══ RECORD EXTRACTS

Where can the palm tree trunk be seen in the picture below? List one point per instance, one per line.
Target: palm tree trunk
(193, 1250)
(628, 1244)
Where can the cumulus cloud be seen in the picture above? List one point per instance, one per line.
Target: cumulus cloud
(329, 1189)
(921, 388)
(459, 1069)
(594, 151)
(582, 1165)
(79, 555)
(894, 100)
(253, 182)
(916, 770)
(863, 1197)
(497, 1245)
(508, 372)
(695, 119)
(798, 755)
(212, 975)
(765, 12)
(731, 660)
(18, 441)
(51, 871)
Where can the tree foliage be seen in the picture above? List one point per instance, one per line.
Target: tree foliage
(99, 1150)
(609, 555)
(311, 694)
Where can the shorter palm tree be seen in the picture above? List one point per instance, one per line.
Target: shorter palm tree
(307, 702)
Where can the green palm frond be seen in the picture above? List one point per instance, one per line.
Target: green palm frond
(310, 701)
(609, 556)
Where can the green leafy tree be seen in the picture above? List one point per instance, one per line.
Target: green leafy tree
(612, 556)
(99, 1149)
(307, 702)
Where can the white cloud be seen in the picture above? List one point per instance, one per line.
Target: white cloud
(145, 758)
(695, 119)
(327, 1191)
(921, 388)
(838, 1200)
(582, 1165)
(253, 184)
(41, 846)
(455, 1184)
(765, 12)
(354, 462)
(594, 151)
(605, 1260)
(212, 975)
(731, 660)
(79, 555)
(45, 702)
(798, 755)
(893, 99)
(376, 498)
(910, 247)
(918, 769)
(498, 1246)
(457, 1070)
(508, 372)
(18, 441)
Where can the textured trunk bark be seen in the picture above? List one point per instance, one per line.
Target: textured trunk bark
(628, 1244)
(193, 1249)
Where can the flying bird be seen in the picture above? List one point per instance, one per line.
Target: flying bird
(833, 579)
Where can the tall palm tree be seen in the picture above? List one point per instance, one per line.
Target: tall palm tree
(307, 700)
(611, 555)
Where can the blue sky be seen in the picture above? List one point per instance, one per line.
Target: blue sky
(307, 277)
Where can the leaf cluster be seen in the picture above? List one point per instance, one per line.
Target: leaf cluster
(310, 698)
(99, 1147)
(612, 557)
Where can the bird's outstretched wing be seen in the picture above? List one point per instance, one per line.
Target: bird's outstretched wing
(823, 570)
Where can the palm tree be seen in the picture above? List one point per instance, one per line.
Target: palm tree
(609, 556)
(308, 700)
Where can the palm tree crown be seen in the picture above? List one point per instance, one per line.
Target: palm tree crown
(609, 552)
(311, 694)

════

== OBJECTIVE ==
Rescale the stretch of the material above that opens with the line containing "Where can the cumulus" and closes with the line containing "(193, 1249)", both ends included. Write out every one of those lines in order with the wording unchanged, multiplying each coordinate in the answers by 1.45 and rounding to a whole number, halves rounding up.

== OUTPUT FOR THIS TASK ==
Where can the cumulus cloud be seen in the picture above? List one point per instance, one per line.
Target: cumulus cloud
(477, 1724)
(1335, 563)
(666, 1550)
(861, 219)
(844, 1689)
(115, 805)
(1296, 145)
(367, 264)
(1328, 1117)
(1251, 1736)
(721, 1805)
(737, 539)
(1008, 173)
(1157, 1095)
(307, 1414)
(1109, 17)
(1060, 957)
(26, 639)
(74, 1263)
Where can the tree foliage be seen in the picture above? List one point per instance, one per line.
Target: tree foliage
(144, 1668)
(883, 805)
(451, 1006)
Where can the shorter palm tree be seen in the picture above? List one point per instance, one per line.
Target: shorter palm tree
(445, 1018)
Where can the green palm frond be seen in the picture above? List one point per instance, one per line.
Target: green palm frond
(450, 1016)
(883, 806)
Where can the green leafy tree be seen in the picture above? List one point per instance, one per line.
Target: green leafy tree
(887, 806)
(144, 1666)
(445, 1018)
Where can the white cloud be seen in the picture above? List one point per instance, one per line.
Target: white cloud
(210, 1099)
(1008, 173)
(474, 1727)
(1335, 563)
(1215, 1740)
(844, 1689)
(367, 267)
(59, 1227)
(660, 1717)
(1109, 17)
(513, 670)
(861, 219)
(877, 1827)
(307, 1414)
(1060, 957)
(115, 805)
(65, 1018)
(1157, 1095)
(1295, 144)
(545, 722)
(1320, 358)
(1331, 1115)
(722, 1807)
(663, 1552)
(737, 539)
(26, 639)
Where can the textured trunk bark be seen in the picture above? List one point per instance, one per line.
Target: textured trunk bark
(911, 1804)
(280, 1811)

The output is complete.